Pull out every line in the items that contains the word "dark" and copy each one.
## START
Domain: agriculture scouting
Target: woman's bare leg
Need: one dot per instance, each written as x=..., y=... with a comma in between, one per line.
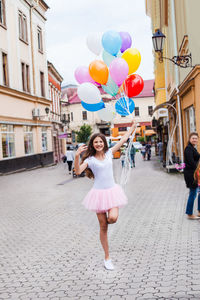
x=103, y=233
x=113, y=214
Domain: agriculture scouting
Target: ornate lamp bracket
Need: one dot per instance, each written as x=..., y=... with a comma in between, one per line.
x=183, y=61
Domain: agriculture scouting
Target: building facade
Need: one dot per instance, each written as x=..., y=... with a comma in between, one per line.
x=77, y=115
x=59, y=143
x=180, y=85
x=25, y=129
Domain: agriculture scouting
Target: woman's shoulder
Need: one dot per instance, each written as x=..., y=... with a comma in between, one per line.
x=89, y=158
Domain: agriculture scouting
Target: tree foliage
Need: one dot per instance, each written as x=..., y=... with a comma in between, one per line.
x=84, y=133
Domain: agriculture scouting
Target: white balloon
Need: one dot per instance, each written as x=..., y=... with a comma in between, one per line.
x=89, y=93
x=108, y=113
x=94, y=42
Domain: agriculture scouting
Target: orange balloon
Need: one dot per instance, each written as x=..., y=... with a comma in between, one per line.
x=99, y=71
x=121, y=89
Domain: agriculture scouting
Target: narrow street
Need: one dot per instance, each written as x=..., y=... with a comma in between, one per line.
x=50, y=246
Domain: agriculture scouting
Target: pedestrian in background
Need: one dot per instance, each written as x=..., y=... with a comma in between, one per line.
x=106, y=196
x=123, y=155
x=69, y=158
x=143, y=151
x=132, y=155
x=148, y=150
x=191, y=157
x=160, y=150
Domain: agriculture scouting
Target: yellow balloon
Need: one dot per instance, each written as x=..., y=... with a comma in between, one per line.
x=133, y=58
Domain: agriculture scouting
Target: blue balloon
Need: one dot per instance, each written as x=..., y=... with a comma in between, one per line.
x=124, y=106
x=110, y=88
x=112, y=42
x=93, y=107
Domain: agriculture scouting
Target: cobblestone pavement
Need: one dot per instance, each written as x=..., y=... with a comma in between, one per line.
x=50, y=249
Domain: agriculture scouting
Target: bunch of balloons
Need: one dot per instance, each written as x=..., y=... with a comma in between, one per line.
x=114, y=73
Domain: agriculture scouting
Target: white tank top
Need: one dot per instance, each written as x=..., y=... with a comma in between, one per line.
x=102, y=170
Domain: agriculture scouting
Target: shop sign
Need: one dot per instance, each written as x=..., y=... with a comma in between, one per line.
x=162, y=113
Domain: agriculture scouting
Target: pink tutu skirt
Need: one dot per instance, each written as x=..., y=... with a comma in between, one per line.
x=101, y=200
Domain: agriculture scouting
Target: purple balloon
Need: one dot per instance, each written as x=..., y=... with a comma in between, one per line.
x=118, y=70
x=126, y=41
x=82, y=75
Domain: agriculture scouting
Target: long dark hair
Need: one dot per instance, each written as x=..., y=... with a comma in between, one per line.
x=191, y=134
x=197, y=172
x=91, y=151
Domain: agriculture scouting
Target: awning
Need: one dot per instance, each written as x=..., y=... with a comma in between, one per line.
x=63, y=135
x=164, y=104
x=149, y=132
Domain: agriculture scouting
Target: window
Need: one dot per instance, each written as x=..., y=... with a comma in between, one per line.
x=5, y=69
x=190, y=120
x=122, y=128
x=44, y=139
x=84, y=114
x=23, y=34
x=8, y=140
x=28, y=139
x=25, y=78
x=68, y=117
x=137, y=112
x=42, y=84
x=39, y=36
x=150, y=110
x=2, y=13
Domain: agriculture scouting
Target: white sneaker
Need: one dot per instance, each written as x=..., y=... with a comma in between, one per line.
x=108, y=264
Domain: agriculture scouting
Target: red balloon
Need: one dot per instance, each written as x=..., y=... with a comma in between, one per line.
x=133, y=85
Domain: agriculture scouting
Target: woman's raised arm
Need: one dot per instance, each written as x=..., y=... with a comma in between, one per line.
x=79, y=168
x=124, y=138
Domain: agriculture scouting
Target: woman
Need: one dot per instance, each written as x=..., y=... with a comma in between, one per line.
x=69, y=158
x=191, y=157
x=106, y=196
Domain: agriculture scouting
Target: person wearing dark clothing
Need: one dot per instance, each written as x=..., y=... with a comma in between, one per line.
x=191, y=158
x=132, y=156
x=148, y=150
x=69, y=158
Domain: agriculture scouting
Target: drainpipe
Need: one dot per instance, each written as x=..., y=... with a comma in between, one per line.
x=32, y=43
x=177, y=78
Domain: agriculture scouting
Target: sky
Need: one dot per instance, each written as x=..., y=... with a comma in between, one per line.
x=69, y=22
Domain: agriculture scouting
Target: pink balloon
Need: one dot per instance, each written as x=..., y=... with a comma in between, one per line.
x=82, y=75
x=118, y=70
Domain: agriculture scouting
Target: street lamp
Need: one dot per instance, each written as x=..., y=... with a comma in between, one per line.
x=158, y=39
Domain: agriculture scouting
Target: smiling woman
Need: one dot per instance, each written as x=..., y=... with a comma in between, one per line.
x=106, y=197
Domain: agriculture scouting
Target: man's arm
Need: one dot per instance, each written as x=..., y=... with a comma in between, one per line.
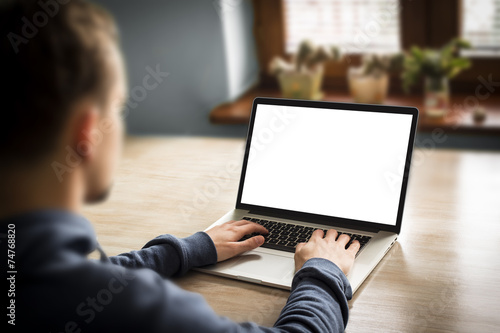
x=317, y=303
x=171, y=256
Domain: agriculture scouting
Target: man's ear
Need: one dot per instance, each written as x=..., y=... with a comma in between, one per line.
x=86, y=123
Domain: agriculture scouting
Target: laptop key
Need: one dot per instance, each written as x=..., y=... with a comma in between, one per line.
x=279, y=247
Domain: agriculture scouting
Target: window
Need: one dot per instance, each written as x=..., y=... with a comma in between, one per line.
x=481, y=26
x=356, y=26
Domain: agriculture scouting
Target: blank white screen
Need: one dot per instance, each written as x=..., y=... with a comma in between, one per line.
x=339, y=163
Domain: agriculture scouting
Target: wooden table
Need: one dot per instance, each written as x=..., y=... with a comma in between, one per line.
x=458, y=120
x=443, y=274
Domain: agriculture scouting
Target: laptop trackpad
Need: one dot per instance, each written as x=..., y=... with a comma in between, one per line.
x=265, y=265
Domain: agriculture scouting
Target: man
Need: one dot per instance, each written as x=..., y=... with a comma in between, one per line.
x=63, y=86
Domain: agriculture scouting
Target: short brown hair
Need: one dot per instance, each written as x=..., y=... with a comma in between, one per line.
x=54, y=52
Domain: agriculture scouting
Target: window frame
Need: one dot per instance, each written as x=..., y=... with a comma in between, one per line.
x=425, y=23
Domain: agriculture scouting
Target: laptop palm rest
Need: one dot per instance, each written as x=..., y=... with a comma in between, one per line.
x=258, y=267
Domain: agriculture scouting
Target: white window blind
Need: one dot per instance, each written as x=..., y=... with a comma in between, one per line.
x=356, y=26
x=481, y=27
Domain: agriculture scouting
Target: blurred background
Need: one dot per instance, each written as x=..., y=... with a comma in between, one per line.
x=440, y=56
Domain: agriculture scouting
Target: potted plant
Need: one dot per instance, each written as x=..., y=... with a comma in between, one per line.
x=302, y=77
x=369, y=82
x=437, y=67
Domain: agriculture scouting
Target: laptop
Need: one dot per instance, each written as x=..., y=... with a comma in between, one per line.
x=320, y=165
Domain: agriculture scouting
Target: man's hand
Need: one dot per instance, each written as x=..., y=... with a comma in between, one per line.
x=227, y=235
x=327, y=248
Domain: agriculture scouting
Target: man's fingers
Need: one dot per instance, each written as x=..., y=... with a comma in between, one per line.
x=299, y=246
x=343, y=239
x=317, y=234
x=354, y=247
x=331, y=234
x=249, y=244
x=241, y=222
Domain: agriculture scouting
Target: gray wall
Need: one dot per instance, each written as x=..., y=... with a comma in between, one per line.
x=186, y=39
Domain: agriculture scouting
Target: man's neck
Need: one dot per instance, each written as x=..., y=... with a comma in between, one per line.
x=29, y=188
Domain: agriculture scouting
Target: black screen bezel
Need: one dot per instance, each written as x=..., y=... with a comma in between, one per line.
x=323, y=219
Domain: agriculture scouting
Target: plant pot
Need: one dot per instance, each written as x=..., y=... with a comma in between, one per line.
x=437, y=96
x=369, y=89
x=300, y=85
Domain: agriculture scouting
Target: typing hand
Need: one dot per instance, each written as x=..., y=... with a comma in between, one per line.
x=227, y=235
x=327, y=248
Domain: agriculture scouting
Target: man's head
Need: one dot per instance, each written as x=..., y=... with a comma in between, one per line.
x=63, y=86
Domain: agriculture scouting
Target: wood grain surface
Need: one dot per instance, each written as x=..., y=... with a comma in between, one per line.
x=443, y=274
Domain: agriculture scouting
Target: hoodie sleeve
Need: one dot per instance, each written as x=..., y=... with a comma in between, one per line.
x=171, y=256
x=317, y=303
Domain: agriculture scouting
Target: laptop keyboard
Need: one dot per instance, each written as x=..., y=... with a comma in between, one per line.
x=286, y=236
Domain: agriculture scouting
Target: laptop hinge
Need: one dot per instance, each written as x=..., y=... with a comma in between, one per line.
x=326, y=221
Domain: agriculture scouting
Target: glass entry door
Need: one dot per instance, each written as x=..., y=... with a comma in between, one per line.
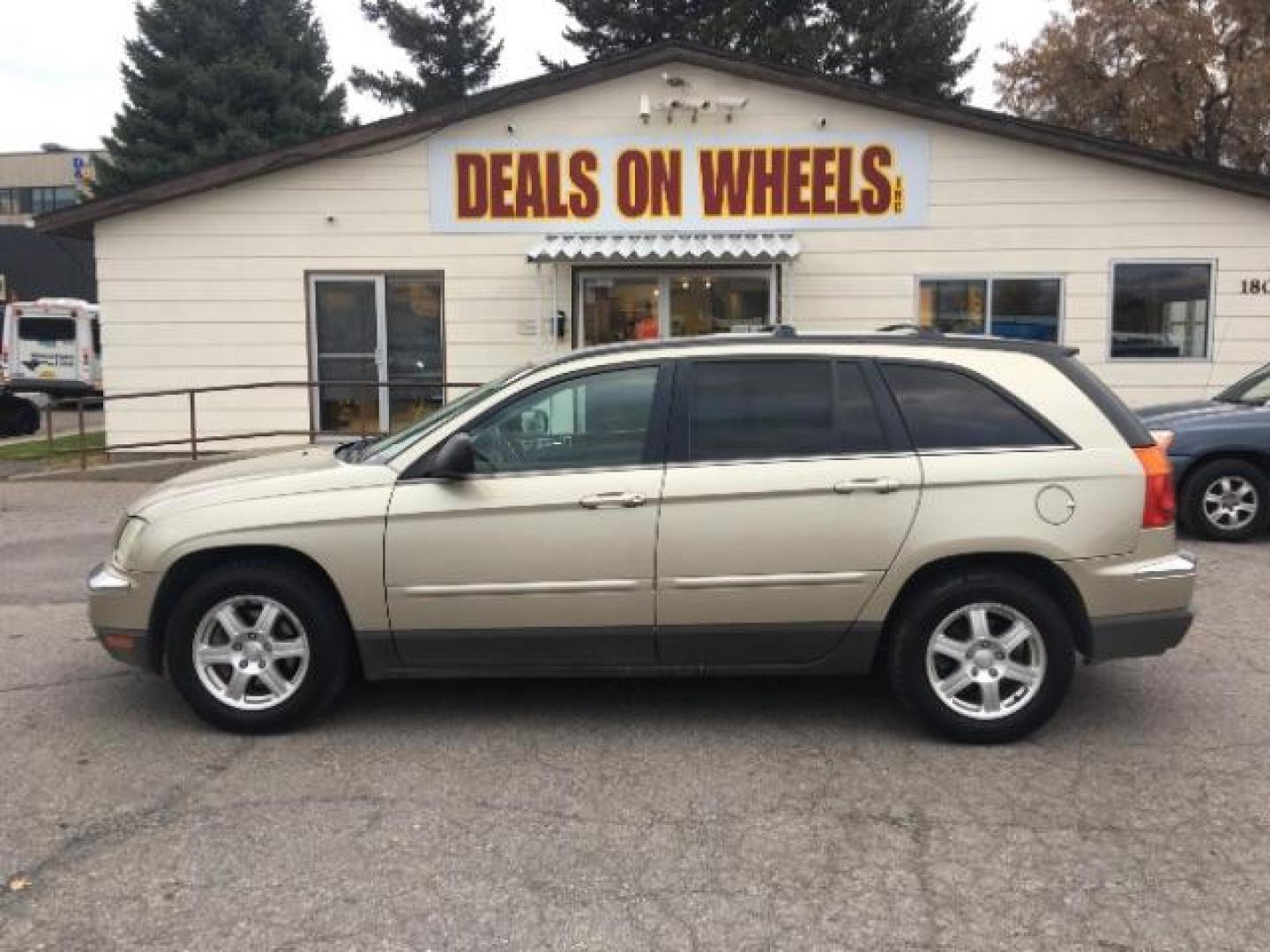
x=371, y=331
x=643, y=305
## END
- Response to this task -
Target: long dark hair
Target: person wearing dark clothing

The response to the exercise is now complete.